- [LIST OF TASKS]:
**A.** Which words and phrases appear inside double quotation marks in the forum thread about pruning Git history? List every one.
**B.** Would you transcribe, word for word, the part of the forum thread about pruning Git history that opens with the words containing "I have some" and closes with "well doesn't matter."?

> From: Michael Mossey <michaelmos...@gmail.com>
> 
> I'm very new to git, and so far I'm using it more like a system to back up 
> files and transfer them from computer to computer, no branching or anything 
> complicated yet. In one directory tree, most of my files are binary files, 
> so git can't take advantage of storing only deltas and can't compress the 
> files much. My database size has skyrocketed in the past month as a result. 
> At the moment I really don't need versions of certain files or directories 
> older than, say, 2 weeks. Is there a way to delete old history by that 
> criteria (say anything before a specific date?).

If you're dealing with binary files whose contents change rapidly,
there aren't any good solutions.

I have some Git repositories which I use to track large parts of my
system.  One tracks all the "system" files.  I only do a commit once a
week or so, but since those files rarely change, the fact that many of
the files are binaries and don't compress well doesn't matter.

For my home directory, I keep a repository I call "time warp", which
is somewhat like Apple's Time Machine.  cron does a Git commit every
minute.  But every night I run a cron job to "prune" it by removing a
subset of the commits.  That requires recreating all of the commits,
because the parents of the commits changes.

There is a "rate" R, and the goal is that for times that are X minutes
in the past, only keep commits that are spaced X/R minutes apart.  In
this case, I set "git config time-warp.rate 365", so commits from two
days ago are pruned to be about 8 minutes apart, while commits from a
year ago are pruned to be about 1 day apart.  In the long run, the
number of commits grows about as the logarithm of how long I've been
running time-warp.

Dale
----------------------------------------------------------------------
time-warp-prune

#! /bin/perl

use strict;

# Process the switches.

# $debug is the debugging print level.
my($debug) = 0;
# $do_gc is true if git-gc is to be done after pruning.

- [PROVIDED INFORMATION]:
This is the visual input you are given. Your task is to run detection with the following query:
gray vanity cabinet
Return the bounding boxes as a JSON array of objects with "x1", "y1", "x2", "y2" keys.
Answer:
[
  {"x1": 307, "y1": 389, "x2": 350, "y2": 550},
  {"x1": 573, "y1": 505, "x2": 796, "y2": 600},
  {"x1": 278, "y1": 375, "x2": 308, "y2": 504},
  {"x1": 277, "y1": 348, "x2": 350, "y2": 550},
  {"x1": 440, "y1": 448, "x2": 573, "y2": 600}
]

--

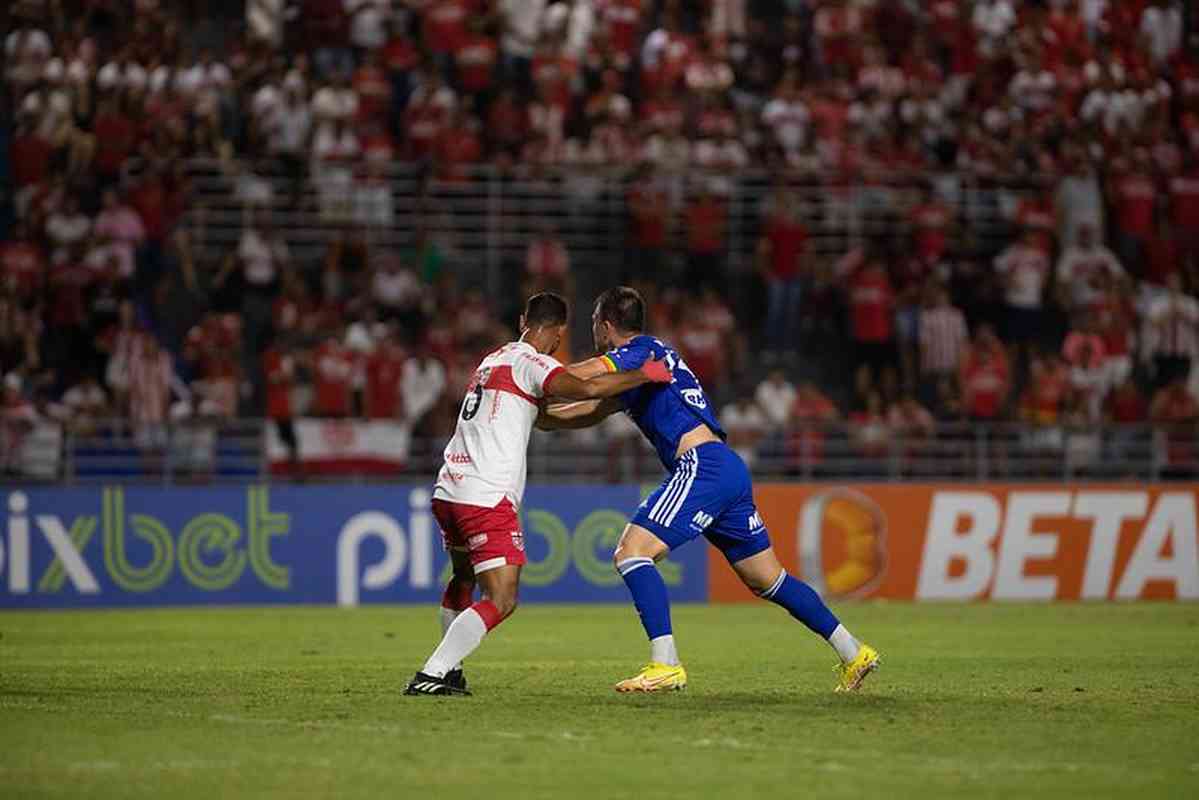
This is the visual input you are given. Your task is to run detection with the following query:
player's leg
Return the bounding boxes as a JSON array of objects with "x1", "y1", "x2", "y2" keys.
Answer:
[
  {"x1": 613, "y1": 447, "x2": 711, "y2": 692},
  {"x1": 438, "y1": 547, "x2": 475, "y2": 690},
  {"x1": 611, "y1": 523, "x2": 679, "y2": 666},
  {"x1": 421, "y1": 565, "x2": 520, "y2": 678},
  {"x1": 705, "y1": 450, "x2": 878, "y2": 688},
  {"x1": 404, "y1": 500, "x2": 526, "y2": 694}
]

- [THE RESULTS]:
**A.**
"system"
"time warp"
"prune"
"rate"
"git config time-warp.rate 365"

**B.**
I have some Git repositories which I use to track large parts of my
system.  One tracks all the "system" files.  I only do a commit once a
week or so, but since those files rarely change, the fact that many of
the files are binaries and don't compress well doesn't matter.